> _Written exercise_
Copy everything in the PDF accessibility email from "You can add/remove" down to "Advanced > Accessibility)", switching "PDF document" to "PDF file".

> _Document segment_
[Athen] PDF Accessibility questions
Kilcommons,Cath
cathk at cahs.colostate.edu
Tue Jan 23 15:34:17 PST 2007
Hi All,
I thought it also might be worth mentioning the ability to dock your
View Tags function in the Navigation pane - a work shortcut I learned
from Sean, of course (grin).
Go to View > Navigation Tabs > select Tags, and a separate little window
will appear that has Tabs labeled, "Fields, Tags, Content, Order". The
Tags tab will be selected. Using the mouse, drag that tab to the
Navigation pane where the other tabs appear (default tabs are Bookmarks,
Signatures, Pages, Model Tree, Attachments and Comments). The Tags tab
should then anchor, and will remain available in the Navigation pane
until you reset the tabs. I find this a very useful customization for
anyone who visually checks for tags and tagging information.
Best,
Cath
________________________________
From: athen-bounces at athenpro.org [mailto:athen-bounces at athenpro.org] On
Behalf Of Sean Keegan
Sent: Tuesday, January 23, 2007 4:04 PM
To: 'Access Technologists in Higher Education Network'
Subject: Re: [Athen] PDF Accessibility questions
Hi Kathy,
Thanks for the information. I wanted to distinguish between following a
"standard" vs. making the PDF accessible to AT. I can see your
challenge not having access to the original documents that may have
begun as MS Word or other word processing files and then attempting to
make everything accessible via Adobe Acrobat.
You can add/remove tags to a PDF document without using the
Accessibility Checker.
- Open the untagged PDF document.
- Use the Add Tags to Document option (under Advanced > Accessibility)
If there are already tags for the document, then you will just need to
check how the content is organized. I generally do this with the
TouchUp Reading Order tool.
- Turn on the TouchUp Reading Order tool (under Advanced >
Accessibility)
- Visually scan the document for any major overlaps in content of
text/equations on the page. You can rezone the content using the
reading order palette for content vs. equations/images/etc.
If there are equations, these may be initially represented as "Table" or
"Figure - No alternative text exists" after adding tags to the PDF
document. You can reclassify equations as "Formulas" and then go back
and add alternative text (or leave them classified as Figures and add
the appropriate text description).
You can also create tags manually (well, semi-manually) by using the
TouchUp Reading Order tool on a page-by-page basis. Content that you
zone and then set using the reading order palette automatically gets a
tag created in the Tags tab.

> _Record list_
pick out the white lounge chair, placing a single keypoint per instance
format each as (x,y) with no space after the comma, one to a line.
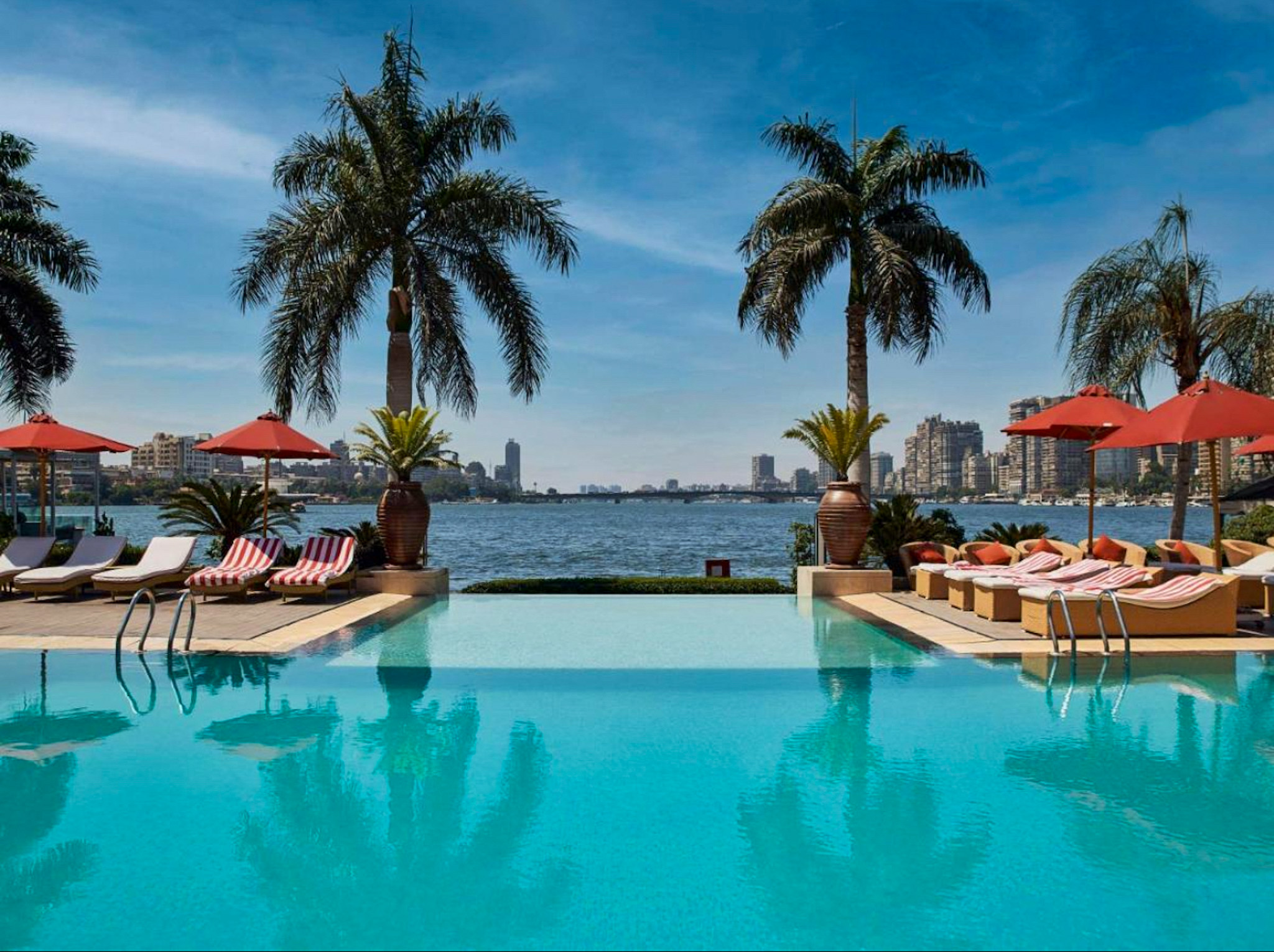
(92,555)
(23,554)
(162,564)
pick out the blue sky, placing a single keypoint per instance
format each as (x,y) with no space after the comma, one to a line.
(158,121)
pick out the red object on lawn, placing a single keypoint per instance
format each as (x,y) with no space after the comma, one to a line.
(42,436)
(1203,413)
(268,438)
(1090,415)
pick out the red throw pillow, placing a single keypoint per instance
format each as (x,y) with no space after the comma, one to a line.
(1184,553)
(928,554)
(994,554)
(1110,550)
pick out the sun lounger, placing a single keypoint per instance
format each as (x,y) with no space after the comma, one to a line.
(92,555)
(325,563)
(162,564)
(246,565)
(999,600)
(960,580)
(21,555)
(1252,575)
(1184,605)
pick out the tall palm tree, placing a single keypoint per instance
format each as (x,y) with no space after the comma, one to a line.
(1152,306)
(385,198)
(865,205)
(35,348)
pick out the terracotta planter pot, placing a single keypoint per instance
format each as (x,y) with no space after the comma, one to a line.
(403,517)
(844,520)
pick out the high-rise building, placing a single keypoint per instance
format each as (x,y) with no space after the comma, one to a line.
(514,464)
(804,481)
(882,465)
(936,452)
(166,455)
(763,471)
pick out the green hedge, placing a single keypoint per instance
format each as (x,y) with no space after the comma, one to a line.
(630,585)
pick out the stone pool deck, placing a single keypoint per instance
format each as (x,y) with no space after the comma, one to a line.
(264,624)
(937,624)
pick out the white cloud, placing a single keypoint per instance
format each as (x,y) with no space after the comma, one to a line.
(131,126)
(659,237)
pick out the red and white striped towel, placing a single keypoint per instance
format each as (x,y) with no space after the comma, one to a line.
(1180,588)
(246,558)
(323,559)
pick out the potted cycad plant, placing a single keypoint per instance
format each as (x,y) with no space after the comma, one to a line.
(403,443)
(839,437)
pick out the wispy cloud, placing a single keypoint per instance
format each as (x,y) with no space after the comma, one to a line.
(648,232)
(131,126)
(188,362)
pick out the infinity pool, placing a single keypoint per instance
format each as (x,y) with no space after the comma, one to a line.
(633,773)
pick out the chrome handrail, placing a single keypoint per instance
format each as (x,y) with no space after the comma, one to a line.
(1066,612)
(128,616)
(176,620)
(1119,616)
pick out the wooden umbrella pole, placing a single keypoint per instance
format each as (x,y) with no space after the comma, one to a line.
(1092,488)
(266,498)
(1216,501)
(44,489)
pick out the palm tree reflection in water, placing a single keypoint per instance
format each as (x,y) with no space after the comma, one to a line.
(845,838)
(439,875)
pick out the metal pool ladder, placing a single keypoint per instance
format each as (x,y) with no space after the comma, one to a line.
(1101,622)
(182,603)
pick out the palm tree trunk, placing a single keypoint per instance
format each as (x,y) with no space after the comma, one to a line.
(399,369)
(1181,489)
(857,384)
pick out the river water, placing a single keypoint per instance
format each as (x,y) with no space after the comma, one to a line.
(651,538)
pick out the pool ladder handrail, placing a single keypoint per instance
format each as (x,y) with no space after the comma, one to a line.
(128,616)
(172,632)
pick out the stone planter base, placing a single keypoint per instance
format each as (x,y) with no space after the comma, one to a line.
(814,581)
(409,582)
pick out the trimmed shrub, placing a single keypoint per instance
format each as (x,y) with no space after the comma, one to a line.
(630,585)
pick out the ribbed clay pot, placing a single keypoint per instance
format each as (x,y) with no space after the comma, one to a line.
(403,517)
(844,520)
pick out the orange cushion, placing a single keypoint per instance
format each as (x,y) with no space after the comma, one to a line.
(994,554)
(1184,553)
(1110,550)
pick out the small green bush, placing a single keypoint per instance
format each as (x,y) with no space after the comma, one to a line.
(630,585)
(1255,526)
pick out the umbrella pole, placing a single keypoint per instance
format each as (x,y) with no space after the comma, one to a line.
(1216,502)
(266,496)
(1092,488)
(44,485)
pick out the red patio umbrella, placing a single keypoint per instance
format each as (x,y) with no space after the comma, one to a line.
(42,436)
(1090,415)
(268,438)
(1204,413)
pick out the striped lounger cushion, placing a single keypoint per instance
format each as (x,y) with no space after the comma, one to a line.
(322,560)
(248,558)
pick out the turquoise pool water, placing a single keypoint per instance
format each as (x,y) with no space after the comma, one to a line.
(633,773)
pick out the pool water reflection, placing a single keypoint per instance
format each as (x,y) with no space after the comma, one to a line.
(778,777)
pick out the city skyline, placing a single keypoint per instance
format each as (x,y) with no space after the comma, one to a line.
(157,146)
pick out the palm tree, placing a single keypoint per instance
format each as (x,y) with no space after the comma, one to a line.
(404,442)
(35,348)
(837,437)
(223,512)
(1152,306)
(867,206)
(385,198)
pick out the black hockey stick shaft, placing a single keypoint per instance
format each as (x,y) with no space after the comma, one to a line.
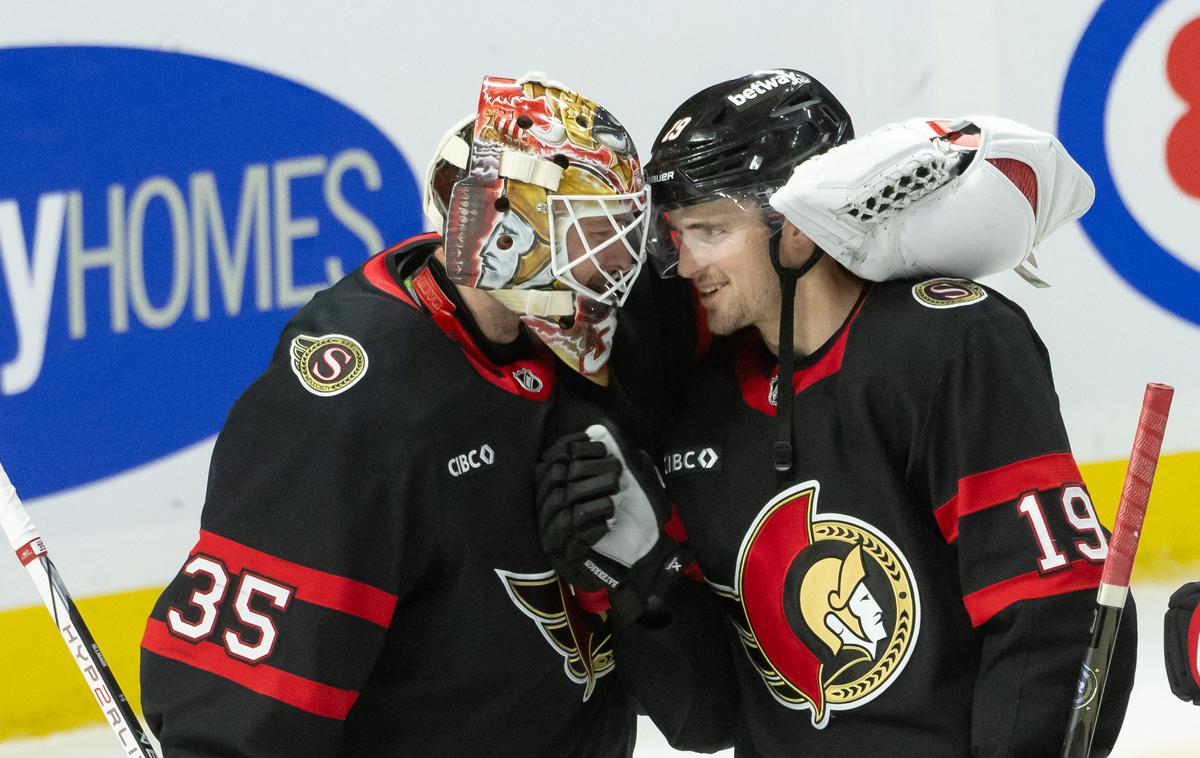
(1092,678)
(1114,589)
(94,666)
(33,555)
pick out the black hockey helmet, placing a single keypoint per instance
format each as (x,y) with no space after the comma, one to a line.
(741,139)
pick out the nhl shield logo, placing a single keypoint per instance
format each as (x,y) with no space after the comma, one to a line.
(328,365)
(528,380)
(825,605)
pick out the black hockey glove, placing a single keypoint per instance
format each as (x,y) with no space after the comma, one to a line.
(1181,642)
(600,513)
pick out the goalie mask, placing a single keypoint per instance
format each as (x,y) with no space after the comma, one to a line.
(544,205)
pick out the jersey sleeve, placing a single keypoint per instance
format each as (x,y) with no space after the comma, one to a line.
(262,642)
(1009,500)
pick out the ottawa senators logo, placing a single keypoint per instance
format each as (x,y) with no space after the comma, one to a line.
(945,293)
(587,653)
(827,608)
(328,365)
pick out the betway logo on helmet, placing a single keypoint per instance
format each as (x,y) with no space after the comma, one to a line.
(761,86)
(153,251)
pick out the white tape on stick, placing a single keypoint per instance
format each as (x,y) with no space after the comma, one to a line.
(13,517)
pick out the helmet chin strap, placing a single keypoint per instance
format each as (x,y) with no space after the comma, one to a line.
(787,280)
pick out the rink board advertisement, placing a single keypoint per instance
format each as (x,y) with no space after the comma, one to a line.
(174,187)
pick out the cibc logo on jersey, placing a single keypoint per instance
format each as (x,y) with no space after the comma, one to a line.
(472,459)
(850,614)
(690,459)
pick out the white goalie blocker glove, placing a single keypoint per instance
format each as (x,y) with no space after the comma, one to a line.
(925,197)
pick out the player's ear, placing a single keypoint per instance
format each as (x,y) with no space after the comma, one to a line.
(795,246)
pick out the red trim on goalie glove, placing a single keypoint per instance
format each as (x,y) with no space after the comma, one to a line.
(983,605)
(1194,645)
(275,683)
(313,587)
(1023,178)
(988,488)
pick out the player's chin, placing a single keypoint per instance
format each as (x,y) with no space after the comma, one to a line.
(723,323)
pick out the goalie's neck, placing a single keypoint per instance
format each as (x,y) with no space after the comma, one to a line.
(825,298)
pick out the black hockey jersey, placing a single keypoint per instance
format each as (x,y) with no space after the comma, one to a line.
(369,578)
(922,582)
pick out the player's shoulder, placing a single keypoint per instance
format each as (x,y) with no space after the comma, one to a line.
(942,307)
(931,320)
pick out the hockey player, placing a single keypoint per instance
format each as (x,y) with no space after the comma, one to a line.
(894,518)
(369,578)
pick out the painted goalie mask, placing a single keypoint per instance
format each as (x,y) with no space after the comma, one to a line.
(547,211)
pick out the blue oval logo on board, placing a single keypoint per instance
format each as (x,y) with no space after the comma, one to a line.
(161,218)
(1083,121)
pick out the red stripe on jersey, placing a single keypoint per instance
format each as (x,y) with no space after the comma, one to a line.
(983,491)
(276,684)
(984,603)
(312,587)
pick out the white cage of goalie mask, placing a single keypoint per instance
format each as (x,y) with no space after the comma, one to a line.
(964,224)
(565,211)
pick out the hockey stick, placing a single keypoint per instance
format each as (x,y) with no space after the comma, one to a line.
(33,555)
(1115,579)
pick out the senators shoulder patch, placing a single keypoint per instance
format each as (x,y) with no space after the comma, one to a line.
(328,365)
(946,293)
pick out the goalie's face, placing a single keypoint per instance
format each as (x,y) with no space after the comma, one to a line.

> _Solution_
You can add/remove tags to a PDF file without using the
Accessibility Checker.
- Open the untagged PDF file.
- Use the Add Tags to Document option (under Advanced > Accessibility)